• Your objective:
Starting at the line that contains "Task: annotate the roadside", copy each line through the end of the listing below. Include both ends and output nothing more.

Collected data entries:
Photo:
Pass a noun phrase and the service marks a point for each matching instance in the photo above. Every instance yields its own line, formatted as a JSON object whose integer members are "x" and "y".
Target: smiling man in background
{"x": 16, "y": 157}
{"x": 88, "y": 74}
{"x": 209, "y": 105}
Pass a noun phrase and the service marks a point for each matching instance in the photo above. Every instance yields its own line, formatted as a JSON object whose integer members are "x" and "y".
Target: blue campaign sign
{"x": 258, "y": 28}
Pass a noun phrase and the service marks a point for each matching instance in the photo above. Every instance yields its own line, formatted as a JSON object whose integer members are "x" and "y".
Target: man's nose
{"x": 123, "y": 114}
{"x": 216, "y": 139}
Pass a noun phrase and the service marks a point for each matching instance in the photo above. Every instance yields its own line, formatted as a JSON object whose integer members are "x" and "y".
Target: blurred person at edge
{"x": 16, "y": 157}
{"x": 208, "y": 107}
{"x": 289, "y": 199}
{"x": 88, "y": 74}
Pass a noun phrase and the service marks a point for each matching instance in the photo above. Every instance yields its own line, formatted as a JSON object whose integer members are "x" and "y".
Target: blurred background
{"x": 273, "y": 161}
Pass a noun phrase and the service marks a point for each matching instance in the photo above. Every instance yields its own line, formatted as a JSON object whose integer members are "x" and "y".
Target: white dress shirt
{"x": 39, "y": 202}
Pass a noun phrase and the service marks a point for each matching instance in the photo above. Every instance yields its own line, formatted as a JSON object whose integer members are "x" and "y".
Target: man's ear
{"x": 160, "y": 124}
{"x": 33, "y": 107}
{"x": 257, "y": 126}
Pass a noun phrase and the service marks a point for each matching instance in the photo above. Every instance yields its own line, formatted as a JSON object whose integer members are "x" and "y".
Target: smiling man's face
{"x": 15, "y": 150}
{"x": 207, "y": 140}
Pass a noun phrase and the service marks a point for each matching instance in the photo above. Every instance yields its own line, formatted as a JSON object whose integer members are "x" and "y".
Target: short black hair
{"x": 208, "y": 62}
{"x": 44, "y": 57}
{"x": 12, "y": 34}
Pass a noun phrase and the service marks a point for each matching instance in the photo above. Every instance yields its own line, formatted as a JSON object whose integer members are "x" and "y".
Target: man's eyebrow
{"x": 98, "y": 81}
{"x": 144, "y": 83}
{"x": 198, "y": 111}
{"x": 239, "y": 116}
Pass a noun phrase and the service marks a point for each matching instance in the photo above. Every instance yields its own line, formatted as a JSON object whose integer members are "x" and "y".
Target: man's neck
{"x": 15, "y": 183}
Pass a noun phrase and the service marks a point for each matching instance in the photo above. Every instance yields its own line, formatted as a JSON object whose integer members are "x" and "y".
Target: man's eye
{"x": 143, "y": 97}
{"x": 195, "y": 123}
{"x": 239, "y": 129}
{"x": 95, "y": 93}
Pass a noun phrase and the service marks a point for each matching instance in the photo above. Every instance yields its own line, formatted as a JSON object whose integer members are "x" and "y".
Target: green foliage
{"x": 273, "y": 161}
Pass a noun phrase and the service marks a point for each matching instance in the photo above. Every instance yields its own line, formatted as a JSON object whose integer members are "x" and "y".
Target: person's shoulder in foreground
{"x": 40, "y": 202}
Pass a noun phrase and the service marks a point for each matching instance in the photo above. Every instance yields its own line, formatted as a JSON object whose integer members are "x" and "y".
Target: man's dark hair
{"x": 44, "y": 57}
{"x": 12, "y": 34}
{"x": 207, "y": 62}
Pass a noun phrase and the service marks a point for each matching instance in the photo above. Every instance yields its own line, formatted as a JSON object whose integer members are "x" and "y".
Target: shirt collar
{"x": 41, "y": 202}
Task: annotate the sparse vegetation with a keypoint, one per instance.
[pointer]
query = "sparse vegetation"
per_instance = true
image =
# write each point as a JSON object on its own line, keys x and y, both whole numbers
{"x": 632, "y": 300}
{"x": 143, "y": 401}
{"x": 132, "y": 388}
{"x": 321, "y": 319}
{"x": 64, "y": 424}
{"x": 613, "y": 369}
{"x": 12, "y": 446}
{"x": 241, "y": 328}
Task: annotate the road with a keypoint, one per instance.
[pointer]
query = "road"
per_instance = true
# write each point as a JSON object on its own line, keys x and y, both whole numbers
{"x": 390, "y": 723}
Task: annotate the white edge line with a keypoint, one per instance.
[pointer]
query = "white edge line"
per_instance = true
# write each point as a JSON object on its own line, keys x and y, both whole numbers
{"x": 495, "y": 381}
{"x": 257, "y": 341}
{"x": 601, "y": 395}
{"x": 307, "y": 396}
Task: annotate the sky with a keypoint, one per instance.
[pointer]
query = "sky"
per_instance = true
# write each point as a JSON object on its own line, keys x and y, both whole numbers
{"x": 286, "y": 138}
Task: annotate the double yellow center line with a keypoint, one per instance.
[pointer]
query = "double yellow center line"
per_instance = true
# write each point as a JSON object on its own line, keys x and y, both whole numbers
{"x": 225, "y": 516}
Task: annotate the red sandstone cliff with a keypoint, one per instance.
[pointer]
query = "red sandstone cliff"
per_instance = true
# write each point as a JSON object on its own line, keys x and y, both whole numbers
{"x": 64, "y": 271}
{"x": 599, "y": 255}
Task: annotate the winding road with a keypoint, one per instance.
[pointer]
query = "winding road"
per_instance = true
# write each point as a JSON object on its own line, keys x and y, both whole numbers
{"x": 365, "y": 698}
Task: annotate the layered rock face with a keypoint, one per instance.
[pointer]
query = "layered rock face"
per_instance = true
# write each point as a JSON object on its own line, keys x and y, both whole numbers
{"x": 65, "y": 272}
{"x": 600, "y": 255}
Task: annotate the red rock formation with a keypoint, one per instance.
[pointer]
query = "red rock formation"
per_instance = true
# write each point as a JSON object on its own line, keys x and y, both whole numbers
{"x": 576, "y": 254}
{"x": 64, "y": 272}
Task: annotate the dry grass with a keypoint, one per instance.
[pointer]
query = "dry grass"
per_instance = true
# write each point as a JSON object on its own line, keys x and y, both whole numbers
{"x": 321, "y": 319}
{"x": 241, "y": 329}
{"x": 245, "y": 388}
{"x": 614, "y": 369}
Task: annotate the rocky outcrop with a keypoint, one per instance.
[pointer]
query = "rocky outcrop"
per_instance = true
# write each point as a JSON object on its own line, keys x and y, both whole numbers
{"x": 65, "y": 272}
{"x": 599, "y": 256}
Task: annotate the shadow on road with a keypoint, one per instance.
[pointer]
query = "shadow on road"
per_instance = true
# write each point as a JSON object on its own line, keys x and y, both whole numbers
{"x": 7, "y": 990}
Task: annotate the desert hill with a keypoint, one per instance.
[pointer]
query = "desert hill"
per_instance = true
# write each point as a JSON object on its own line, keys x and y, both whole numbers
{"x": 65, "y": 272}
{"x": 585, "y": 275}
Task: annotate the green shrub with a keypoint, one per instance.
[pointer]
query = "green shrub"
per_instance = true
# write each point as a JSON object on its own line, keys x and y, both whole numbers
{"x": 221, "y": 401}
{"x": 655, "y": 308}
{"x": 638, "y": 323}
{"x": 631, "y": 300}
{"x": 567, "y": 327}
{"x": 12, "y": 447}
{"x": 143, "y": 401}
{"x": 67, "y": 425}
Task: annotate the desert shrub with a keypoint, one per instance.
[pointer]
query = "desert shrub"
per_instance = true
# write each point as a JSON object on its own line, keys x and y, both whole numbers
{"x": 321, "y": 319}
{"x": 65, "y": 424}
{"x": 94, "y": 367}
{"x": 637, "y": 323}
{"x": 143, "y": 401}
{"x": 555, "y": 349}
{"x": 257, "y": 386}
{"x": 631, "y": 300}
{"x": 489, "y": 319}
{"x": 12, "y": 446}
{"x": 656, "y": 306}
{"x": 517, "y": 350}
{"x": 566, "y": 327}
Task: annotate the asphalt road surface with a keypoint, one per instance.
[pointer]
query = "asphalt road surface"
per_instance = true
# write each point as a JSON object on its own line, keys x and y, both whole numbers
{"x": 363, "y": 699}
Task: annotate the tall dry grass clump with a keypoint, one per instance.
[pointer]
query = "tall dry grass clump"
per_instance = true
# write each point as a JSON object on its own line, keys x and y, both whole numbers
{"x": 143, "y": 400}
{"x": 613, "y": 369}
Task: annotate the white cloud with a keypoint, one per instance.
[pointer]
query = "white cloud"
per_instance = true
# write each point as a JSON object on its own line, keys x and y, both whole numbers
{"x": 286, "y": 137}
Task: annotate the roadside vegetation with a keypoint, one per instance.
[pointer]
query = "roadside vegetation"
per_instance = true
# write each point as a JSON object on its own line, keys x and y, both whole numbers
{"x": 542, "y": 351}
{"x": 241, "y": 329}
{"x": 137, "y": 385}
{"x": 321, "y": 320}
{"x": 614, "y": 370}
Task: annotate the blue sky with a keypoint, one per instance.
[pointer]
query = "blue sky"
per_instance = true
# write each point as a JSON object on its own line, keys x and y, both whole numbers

• Solution to this exercise:
Task: annotate the roadside vegetation with a keypoint, one per instance.
[pointer]
query = "roadside vegetation"
per_instance = true
# write each point as a JSON object on its own line, keys x and y, both whole numbers
{"x": 542, "y": 351}
{"x": 241, "y": 329}
{"x": 137, "y": 385}
{"x": 321, "y": 320}
{"x": 614, "y": 370}
Task: annotate the blue sky with a keypoint, one per instance.
[pointer]
query = "blue sky"
per_instance = true
# write each point as a JSON object on its own line, keys x and y, both whole numbers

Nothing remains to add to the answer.